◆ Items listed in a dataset
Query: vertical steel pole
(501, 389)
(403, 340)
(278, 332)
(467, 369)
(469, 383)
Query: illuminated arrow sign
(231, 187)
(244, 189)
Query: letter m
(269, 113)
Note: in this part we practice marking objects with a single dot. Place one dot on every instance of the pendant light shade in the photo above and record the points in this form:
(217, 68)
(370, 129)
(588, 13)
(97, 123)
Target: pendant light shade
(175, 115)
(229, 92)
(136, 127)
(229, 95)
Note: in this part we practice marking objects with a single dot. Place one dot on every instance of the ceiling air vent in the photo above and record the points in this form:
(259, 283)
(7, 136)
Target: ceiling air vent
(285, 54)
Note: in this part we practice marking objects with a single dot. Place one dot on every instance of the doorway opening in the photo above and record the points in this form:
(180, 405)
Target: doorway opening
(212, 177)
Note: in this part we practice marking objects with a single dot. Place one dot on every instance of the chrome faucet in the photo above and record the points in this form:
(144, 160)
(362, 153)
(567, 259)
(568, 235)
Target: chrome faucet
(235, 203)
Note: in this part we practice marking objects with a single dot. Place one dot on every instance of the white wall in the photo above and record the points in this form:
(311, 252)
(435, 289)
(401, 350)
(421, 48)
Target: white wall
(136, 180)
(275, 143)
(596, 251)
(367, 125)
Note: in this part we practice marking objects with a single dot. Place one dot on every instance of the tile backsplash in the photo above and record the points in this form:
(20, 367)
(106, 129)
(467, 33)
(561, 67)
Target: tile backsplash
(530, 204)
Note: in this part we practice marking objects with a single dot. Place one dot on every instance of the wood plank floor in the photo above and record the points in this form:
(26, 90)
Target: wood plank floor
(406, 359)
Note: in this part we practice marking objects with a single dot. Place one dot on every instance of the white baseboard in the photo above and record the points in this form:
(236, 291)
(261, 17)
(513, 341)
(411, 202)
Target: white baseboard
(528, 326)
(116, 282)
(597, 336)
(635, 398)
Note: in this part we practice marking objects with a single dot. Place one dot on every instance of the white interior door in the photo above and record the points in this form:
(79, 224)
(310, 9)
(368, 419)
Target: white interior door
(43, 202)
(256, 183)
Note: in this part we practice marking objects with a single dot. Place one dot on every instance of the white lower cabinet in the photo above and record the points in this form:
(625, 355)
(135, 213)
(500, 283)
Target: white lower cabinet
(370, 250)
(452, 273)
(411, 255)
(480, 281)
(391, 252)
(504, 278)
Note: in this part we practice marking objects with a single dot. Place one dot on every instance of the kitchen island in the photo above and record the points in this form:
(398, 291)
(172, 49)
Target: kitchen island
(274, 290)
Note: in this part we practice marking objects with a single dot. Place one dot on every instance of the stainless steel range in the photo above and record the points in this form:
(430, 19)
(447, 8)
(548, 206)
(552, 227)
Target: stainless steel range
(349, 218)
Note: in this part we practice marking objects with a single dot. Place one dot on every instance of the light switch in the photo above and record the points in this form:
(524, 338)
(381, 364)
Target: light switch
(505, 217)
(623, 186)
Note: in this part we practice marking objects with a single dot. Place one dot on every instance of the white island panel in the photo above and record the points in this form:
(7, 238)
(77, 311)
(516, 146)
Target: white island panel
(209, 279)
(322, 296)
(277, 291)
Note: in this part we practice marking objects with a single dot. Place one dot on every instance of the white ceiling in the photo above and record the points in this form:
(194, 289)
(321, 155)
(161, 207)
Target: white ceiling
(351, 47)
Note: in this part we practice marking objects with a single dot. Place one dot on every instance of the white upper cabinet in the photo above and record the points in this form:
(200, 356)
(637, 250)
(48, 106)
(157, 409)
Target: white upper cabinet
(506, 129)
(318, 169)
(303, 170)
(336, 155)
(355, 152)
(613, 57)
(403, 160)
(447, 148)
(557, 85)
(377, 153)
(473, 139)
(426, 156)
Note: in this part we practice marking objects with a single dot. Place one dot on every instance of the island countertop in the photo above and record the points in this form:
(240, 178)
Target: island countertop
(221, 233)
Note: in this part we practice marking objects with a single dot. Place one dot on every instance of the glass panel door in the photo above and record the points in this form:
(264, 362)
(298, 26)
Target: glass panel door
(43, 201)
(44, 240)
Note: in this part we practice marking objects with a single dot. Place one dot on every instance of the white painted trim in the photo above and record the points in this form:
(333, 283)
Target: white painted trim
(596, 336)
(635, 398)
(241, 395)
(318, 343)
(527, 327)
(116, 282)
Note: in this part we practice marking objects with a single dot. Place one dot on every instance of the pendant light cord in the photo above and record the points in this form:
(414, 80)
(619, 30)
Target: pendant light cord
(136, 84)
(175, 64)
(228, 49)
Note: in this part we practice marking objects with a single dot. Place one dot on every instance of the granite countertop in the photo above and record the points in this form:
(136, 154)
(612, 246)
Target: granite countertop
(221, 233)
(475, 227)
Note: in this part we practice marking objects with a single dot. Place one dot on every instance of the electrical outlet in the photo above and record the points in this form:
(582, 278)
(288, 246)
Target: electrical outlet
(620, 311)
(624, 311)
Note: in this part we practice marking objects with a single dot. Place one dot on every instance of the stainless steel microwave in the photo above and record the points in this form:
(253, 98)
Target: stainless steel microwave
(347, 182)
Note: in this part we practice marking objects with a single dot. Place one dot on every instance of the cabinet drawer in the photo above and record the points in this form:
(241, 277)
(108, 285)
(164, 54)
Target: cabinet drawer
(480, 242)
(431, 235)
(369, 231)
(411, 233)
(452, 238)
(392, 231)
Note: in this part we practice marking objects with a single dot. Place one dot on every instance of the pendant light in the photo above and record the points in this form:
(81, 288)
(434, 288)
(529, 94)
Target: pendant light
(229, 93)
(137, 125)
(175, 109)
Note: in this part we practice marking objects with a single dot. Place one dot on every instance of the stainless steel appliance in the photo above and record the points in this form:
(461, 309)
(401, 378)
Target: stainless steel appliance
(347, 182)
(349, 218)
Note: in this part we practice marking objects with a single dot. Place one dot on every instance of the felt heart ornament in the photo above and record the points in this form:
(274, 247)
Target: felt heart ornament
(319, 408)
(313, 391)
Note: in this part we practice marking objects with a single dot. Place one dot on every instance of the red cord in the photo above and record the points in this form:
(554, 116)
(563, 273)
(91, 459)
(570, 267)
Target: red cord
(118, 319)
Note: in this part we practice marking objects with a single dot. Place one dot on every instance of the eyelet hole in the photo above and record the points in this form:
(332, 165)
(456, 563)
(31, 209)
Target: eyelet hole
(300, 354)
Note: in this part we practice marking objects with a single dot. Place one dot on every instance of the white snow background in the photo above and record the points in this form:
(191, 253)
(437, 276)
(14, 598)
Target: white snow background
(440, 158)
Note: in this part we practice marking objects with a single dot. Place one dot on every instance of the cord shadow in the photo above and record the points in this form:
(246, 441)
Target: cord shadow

◆ WHAT THIS TASK INVOLVES
State how many lines of the records above contain the word "shadow", giving only that number.

◆ WRITTEN SOLUTION
2